---- Quoted passage

Then the singing began. There are people who sing and there are others who can be called songsters. And so it is among birds. G-man, our grosbeak, was a true songster. He sang for love and wonder, for pride and joy and to serenade a sunny day, greet a rain, welcome a wind. He sang so often that his lady love was moved to respond with a song of her own, and it was difficult to tell who was singing to whom about what.

Eventually the reasons for the singing appeared, a trio of Baby G’s, bodies fat and round as tennis balls, heads striped brown and beige like their mother’s. Right from the beginning they showed their musical heritage. As they tagged along after their devoted parents in search for food, they did not make a terrible racket like the baby blackbirds or cheep incessantly like the sparrows and house finches. Their soliciting sound was a soft, plaintive, gently aggrieved, “Hey, you!” Every shrub and tree in the yard seemed to be equipped with its own music box which played over and over, “Hey, you! Hey, you! Hey, you!”

The red-shafted flicker normally lays a clutch of half a dozen eggs or more, but that year only one survived to fledgling size. He had two sounds as he followed his parents to the doughnut in the wooden feeder. One was soft like the grosbeaks’, a plaintive and questioning, “Yup yop? Yup yop yop?” The other was a shrieking that can’t be described in words. When I first heard it I thought a murder was taking place on the porch railing. It looked like a murder, too, with the mother flicker thrusting her formidable one-and-a-half-inch beak down the baby’s throat while he screamed like a banshee. This noise, as far as a mere spectator-auditor could tell, was caused by nothing more than excitement.

--------
---- Recorded information

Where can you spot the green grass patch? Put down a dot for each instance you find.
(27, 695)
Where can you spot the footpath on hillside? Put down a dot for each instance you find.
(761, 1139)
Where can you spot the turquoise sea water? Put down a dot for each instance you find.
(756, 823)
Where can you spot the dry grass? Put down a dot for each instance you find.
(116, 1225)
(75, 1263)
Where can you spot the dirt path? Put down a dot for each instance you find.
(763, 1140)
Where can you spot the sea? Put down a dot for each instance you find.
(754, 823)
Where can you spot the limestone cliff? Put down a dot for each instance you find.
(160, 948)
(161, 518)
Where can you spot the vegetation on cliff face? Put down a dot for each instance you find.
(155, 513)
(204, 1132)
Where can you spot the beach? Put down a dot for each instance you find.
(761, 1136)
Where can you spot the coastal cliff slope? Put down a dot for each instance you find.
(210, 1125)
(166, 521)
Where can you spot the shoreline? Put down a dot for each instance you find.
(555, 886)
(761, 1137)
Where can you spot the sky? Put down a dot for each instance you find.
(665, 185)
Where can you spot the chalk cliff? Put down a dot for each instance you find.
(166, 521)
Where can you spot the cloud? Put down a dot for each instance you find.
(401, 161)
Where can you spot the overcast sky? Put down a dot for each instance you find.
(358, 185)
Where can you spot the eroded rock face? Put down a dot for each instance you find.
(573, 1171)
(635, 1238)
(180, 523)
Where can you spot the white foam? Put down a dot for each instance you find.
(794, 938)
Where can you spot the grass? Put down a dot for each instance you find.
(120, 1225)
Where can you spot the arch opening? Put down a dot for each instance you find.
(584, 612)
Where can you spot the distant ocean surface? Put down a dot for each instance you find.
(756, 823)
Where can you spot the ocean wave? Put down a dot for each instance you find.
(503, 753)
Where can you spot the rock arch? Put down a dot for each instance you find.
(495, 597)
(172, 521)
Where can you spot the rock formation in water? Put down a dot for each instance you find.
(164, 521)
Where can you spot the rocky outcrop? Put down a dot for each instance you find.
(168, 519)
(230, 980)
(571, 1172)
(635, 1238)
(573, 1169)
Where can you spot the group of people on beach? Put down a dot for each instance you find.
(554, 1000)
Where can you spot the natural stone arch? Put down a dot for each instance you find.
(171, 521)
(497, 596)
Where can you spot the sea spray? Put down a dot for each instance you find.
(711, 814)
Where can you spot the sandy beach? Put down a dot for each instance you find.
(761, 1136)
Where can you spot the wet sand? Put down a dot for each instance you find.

--------

**Problem set**
- A) From the passage about backyard birds, return everything from "The red-shafted flicker" down to "more than excitement.", copied word for word.
- B) In the passage about backyard birds, how many young red-shafted flickers survived to fledgling size that year?
- C) Extend the passage about backyard birds, picking up after its final sentence.

**Task responses**
- A)
The red-shafted flicker normally lays a clutch of half a dozen eggs or more, but that year only one survived to fledgling size. He had two sounds as he followed his parents to the doughnut in the wooden feeder. One was soft like the grosbeaks’, a plaintive and questioning, “Yup yop? Yup yop yop?” The other was a shrieking that can’t be described in words. When I first heard it I thought a murder was taking place on the porch railing. It looked like a murder, too, with the mother flicker thrusting her formidable one-and-a-half-inch beak down the baby’s throat while he screamed like a banshee. This noise, as far as a mere spectator-auditor could tell, was caused by nothing more than excitement.

- B) Only one.

- C)
At intervals throughout the day, one or other of the parent flickers, sometimes both, would bring their son, Yup Yop, to the wooden feeder. He was enormous compared to the other young birds, but he was a terribly spoiled baby. The little wrentits and song sparrows and Wilson’s warblers and goldfinches all fended for themselves while Yup Yop sat helplessly on the railing, refusing to try even a bite of doughnut or bread or a single grape or peanut. As two weeks passed and Yup Yop still clung to his dependence, his parents were at the end of their wits. They had tried coaxing, prodding, pecking and pushing. Now they tried the only other thing they could think of — they flew off and left him.